### WRITTEN EXERCISE
Copy out the section that opens with the line containing "Query: yellow encrusting growth" and closes with the line containing "M 282 116 L", keeping every line including the requests, but raise each coordinate in the answers by 127.

### INPUT DATA
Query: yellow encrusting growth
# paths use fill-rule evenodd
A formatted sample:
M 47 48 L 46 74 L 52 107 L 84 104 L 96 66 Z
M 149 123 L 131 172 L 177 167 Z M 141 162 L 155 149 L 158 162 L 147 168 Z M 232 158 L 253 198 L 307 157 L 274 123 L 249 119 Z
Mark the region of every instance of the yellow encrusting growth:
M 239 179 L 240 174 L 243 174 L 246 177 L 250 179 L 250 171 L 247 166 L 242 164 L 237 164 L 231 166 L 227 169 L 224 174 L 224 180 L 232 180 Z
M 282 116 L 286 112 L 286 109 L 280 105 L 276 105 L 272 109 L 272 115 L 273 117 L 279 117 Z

---

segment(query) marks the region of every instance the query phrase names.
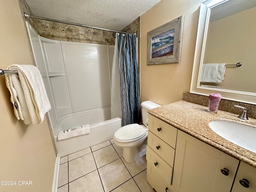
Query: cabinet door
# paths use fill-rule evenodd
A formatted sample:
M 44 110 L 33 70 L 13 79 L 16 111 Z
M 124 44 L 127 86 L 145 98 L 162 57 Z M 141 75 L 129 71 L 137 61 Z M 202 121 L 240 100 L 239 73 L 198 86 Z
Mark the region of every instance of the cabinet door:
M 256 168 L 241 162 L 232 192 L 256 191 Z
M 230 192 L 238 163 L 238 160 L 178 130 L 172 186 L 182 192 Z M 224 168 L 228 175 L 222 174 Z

...

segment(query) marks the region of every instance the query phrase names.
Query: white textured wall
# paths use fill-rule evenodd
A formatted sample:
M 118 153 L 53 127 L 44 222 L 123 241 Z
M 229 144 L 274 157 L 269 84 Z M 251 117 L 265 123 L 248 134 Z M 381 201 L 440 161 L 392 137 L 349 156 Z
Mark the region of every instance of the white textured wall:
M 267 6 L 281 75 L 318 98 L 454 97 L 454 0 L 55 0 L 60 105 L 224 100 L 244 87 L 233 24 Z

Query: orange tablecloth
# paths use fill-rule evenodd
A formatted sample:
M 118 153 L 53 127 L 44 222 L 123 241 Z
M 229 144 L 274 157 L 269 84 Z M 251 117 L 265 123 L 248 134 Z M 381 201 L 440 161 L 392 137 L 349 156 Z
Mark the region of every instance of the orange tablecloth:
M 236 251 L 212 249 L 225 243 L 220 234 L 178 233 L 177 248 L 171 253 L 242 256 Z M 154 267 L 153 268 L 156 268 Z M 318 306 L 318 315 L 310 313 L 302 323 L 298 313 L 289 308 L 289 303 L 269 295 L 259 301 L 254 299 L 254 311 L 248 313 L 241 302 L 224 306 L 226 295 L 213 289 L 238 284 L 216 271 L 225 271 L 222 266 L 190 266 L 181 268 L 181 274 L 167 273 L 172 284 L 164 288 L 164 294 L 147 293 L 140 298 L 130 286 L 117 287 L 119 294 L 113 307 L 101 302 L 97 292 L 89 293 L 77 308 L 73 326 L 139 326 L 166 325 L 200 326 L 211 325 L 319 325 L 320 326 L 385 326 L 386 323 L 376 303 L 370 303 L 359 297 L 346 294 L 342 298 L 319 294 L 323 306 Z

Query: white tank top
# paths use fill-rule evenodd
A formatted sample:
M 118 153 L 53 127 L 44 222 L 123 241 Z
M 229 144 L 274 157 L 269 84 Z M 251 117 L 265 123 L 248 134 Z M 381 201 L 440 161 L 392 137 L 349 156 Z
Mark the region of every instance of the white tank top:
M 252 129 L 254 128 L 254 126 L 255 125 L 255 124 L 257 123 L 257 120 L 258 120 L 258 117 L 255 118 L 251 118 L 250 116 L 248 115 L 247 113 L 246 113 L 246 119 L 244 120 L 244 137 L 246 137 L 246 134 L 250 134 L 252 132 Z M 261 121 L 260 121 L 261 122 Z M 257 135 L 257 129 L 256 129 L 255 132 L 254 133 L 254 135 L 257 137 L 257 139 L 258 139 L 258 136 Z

### FULL SOLUTION
Query: yellow encrusting growth
# paths use fill-rule evenodd
A formatted sample:
M 47 48 L 46 74 L 52 107 L 84 104 L 96 66 Z
M 149 123 L 131 172 L 177 167 Z M 141 162 L 155 149 L 158 162 L 147 168 Z M 232 158 L 253 198 L 307 157 L 274 123 L 249 119 Z
Mark the region of every instance of the yellow encrusting growth:
M 366 306 L 367 301 L 370 301 L 373 304 L 377 306 L 377 298 L 374 293 L 369 291 L 364 291 L 358 293 L 354 296 L 351 301 L 351 307 L 359 307 Z
M 409 243 L 413 239 L 413 236 L 407 232 L 403 232 L 399 236 L 399 242 L 400 244 L 406 244 Z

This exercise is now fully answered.